# Task to carry out
Render every line of the entries below as a Markdown table with the columns Row and Line, numbering the rows in order and leaving out any blank lines.

# Information given
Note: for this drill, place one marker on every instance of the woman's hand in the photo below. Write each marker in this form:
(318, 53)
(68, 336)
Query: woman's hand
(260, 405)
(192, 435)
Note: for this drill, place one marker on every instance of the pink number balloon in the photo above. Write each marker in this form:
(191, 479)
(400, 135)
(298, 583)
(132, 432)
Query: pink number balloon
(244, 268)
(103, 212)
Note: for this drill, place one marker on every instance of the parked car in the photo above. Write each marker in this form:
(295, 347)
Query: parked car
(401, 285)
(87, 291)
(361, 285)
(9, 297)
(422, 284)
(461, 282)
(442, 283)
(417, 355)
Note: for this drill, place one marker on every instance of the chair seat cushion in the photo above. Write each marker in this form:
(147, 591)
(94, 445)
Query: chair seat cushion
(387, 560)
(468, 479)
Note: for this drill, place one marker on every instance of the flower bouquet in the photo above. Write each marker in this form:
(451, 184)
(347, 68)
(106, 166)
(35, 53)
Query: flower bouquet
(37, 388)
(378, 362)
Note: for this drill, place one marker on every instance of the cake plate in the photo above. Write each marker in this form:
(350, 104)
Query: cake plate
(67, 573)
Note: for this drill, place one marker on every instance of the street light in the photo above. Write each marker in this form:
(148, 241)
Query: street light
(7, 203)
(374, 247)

# Written solution
| Row | Line |
|---|---|
| 1 | Note: for this drill, place one marker on every instance of the woman's hand in the photo below. Write each marker in this form: |
| 2 | (318, 53) |
| 3 | (68, 336) |
| 4 | Query: woman's hand |
| 5 | (260, 405) |
| 6 | (192, 435) |
| 7 | Note: for this drill, place one marker on every instance of the pink number balloon in the photo above. Write each marker in this form: |
| 8 | (191, 479) |
| 9 | (400, 135) |
| 10 | (298, 583) |
| 11 | (132, 432) |
| 12 | Query: pink number balloon |
| 13 | (244, 268) |
| 14 | (103, 212) |
| 15 | Note: for this drill, place one marker on every instance of the parked car in the photo above. Write each marker in this form: |
| 16 | (295, 347) |
| 17 | Query: parked car |
| 18 | (401, 285) |
| 19 | (87, 291) |
| 20 | (361, 285) |
| 21 | (9, 297) |
| 22 | (422, 284) |
| 23 | (461, 282) |
| 24 | (442, 283) |
| 25 | (417, 355) |
| 26 | Note: for this drill, place one marker on every instance of the chair seat cushion in the photo above. Write each marker in this form: |
| 27 | (147, 591) |
| 28 | (94, 445) |
| 29 | Query: chair seat cushion |
| 30 | (387, 560) |
| 31 | (468, 479) |
| 32 | Note: for this drill, place one marker on every instance of the flower bouquet in the photo above. Write each marker in this form: |
| 33 | (451, 184) |
| 34 | (347, 68) |
| 35 | (106, 166) |
| 36 | (35, 53) |
| 37 | Query: flower bouquet |
| 38 | (37, 388) |
| 39 | (378, 362) |
| 40 | Note: for this drill, place one marker on every instance of the cake plate in the photo above. Write each marker in this form: |
| 41 | (350, 104) |
| 42 | Query: cake plate |
| 43 | (67, 573) |
| 44 | Note: for this drill, place one marker on every instance of the street light in the photo above. Write each marker in this form: |
| 45 | (148, 241) |
| 46 | Query: street light |
| 47 | (7, 203) |
| 48 | (374, 247) |